YOUR OBJECTIVE:
If a line in the listing includes the word "position", copy it out.

BEGIN

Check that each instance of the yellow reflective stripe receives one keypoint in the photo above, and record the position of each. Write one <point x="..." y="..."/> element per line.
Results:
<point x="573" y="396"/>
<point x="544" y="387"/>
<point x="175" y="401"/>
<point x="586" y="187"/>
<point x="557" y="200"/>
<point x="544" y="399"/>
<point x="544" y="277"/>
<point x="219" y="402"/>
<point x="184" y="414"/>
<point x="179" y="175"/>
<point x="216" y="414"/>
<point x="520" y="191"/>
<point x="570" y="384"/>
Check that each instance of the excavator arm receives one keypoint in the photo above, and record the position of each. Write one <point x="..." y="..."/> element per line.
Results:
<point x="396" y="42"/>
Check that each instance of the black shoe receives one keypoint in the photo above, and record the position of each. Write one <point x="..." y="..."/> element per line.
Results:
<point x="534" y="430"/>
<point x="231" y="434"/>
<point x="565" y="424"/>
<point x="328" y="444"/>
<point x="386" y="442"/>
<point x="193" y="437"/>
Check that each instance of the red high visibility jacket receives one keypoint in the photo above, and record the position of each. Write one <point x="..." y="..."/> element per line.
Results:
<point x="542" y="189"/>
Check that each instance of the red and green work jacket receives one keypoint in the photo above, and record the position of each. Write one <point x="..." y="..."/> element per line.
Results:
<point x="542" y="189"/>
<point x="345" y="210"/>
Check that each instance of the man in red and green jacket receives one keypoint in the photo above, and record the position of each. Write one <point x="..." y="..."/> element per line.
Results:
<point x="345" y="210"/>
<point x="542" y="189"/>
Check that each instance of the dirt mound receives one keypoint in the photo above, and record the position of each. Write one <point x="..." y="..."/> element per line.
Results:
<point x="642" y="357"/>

END

EXPECTED OUTPUT:
Check that each instance of the yellow reflective stripe receives one keypoint in the photo above, and record the position of each. Write one <point x="..." y="..."/> element per line.
Check that each instance of the excavator arm receives one keypoint in the photo above, and record the position of each. Write one <point x="..." y="..."/> element per line.
Check that each instance of the black shoe receives one keypoint in the photo above, and record the position of each. Write one <point x="..." y="..."/> element per line.
Check that each instance of the red high visibility jacket receives one keypoint in the photo above, and record the position of each. Write one <point x="..." y="..."/> element per line.
Check that each instance of the red and green work jacket receives one keypoint in the photo above, and record the position of each. Write one <point x="..." y="..."/> element per line.
Check that each instance of the man in red and green jacket receives one keypoint in the photo above, and record the position of each. Write one <point x="..." y="..."/> element per line.
Check that each instance of the dirt mound receives one keypoint in the photo above, and record the position of each. Write one <point x="..." y="..."/> element per line.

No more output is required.